PROBLEM STATEMENT: Write out exactly the lines of the entries below from the one holding "Query: mountain ridge" to the one holding "Where can the hazy", inclusive, and leave out all other lines.

THE INPUT:
____________________

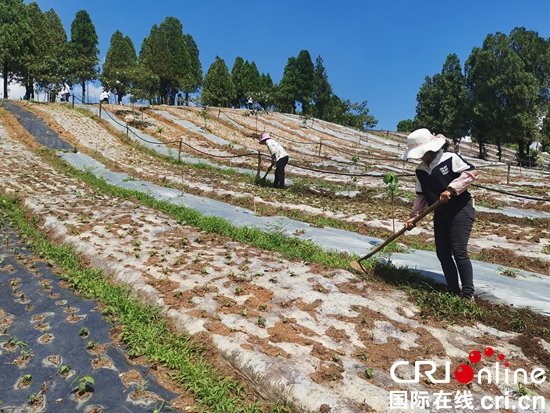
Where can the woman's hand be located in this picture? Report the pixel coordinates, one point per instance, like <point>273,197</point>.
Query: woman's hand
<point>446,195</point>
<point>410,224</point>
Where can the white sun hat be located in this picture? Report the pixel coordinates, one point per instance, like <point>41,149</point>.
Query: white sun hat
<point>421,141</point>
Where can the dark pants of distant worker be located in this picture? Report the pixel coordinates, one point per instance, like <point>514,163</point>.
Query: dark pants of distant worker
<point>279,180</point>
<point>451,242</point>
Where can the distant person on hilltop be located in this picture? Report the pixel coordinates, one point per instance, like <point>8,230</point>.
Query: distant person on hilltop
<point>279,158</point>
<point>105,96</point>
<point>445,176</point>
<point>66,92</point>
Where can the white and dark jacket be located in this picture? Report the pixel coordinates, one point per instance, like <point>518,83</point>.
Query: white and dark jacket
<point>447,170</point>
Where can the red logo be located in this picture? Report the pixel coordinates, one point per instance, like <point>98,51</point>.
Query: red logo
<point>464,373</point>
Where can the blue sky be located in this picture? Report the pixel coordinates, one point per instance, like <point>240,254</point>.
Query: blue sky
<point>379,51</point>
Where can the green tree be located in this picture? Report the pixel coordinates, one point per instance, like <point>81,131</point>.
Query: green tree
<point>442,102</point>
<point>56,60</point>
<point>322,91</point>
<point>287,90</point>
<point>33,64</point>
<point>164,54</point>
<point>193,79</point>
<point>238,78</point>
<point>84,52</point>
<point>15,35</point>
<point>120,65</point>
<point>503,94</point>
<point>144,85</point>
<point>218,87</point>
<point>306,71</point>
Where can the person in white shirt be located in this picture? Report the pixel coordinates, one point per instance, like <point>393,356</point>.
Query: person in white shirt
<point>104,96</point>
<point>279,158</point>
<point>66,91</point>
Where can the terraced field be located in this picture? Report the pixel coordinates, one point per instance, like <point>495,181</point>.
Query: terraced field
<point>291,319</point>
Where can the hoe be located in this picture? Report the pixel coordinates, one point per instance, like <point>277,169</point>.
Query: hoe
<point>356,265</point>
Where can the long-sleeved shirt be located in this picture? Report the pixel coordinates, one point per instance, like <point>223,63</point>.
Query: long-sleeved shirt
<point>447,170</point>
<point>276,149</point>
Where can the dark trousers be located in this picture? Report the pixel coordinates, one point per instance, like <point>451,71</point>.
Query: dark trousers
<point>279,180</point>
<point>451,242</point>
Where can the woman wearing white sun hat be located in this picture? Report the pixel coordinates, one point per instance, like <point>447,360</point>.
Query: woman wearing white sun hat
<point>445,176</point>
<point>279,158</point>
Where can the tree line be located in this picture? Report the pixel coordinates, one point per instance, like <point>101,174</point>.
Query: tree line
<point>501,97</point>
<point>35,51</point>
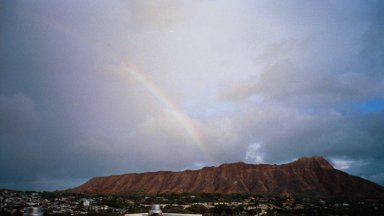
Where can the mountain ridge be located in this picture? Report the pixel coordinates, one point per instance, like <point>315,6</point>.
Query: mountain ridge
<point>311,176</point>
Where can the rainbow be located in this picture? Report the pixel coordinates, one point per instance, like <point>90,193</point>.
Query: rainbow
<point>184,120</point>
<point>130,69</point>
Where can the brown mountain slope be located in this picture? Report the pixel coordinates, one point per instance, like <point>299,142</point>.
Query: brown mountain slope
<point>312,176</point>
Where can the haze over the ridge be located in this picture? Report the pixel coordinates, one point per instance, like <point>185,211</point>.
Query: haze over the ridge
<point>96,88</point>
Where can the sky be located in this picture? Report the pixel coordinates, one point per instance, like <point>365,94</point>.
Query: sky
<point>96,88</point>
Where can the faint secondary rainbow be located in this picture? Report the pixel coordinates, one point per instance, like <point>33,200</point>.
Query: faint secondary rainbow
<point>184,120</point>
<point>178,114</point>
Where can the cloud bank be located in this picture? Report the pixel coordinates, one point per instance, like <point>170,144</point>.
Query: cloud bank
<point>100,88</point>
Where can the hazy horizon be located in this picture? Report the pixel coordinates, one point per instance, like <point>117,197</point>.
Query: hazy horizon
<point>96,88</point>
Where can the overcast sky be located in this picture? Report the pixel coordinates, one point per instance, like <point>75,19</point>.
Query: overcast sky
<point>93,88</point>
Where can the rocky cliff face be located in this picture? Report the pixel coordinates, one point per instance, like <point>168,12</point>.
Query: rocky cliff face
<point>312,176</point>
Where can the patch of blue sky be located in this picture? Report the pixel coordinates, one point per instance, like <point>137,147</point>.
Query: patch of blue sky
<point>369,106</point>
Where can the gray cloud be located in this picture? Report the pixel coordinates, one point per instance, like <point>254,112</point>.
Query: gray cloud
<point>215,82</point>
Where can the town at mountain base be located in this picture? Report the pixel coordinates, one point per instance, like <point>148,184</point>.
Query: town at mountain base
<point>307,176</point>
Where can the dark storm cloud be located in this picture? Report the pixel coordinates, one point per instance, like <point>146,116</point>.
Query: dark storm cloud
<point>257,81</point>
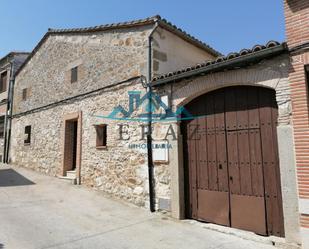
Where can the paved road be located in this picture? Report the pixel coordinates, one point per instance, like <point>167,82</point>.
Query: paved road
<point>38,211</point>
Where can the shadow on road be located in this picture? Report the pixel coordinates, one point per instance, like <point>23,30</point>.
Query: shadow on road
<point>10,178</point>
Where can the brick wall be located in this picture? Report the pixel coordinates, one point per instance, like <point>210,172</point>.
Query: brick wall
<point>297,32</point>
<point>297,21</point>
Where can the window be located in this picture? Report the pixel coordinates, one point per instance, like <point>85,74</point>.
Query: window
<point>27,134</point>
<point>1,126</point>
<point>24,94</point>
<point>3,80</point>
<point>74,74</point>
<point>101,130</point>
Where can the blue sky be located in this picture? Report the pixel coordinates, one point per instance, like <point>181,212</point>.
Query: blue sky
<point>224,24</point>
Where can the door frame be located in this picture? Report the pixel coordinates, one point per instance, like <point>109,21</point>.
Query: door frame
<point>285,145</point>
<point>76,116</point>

____________________

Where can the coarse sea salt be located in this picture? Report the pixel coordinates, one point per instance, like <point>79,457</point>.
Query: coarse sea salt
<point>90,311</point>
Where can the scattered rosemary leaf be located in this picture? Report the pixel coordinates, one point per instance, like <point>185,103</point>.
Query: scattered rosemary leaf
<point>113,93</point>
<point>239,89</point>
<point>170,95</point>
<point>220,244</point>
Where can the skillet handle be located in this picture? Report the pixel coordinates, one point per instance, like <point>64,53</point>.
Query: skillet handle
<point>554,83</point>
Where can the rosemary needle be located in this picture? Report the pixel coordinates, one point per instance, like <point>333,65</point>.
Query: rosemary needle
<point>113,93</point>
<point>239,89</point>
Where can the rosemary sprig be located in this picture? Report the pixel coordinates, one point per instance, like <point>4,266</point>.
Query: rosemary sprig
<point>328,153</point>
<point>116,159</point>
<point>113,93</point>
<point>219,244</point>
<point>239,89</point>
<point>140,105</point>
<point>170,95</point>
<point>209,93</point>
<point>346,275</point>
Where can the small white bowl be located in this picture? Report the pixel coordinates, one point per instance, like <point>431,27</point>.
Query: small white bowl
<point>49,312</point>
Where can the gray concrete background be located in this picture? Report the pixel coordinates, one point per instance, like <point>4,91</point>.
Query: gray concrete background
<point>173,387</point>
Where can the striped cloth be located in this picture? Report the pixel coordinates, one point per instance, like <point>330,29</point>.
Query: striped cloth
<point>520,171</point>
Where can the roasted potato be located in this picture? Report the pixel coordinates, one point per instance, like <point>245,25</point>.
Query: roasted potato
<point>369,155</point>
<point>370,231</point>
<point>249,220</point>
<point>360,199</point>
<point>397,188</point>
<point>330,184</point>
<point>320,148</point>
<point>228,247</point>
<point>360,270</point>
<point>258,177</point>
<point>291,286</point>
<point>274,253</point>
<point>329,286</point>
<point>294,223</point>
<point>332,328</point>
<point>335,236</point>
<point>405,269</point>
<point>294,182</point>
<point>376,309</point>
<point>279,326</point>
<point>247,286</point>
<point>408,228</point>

____________________

PROBLEM SOLUTION:
Query: mountain ridge
<point>311,176</point>
Where can the rainbow be located in this picture? Report the pixel coordinates, one point per instance, like <point>90,193</point>.
Query: rainbow
<point>184,120</point>
<point>130,69</point>
Where can the brown mountain slope be located in this picture? Report the pixel coordinates, one point per instance, like <point>299,142</point>.
Query: brown mountain slope
<point>312,176</point>
Where can the haze over the ridge be located in this picture? Report the pixel coordinates, one point per instance, like <point>185,211</point>.
Query: haze over the ridge
<point>96,88</point>
Where can the sky be located in this picture? Report the pixel coordinates, one point per instance, like <point>365,94</point>.
Query: sky
<point>96,88</point>
Where can the faint secondary rainbow be located in this picture? Report the pixel coordinates, one point per instance, like <point>33,200</point>.
Query: faint secondary rainbow
<point>184,120</point>
<point>178,114</point>
Where can the cloud bank be located in this picture? Report the pixel coordinates, one point per instance, like <point>170,144</point>.
Query: cloud bank
<point>100,88</point>
Where can the hazy horizon be located in this picture? Report the pixel coordinates, one point per instance, like <point>117,197</point>.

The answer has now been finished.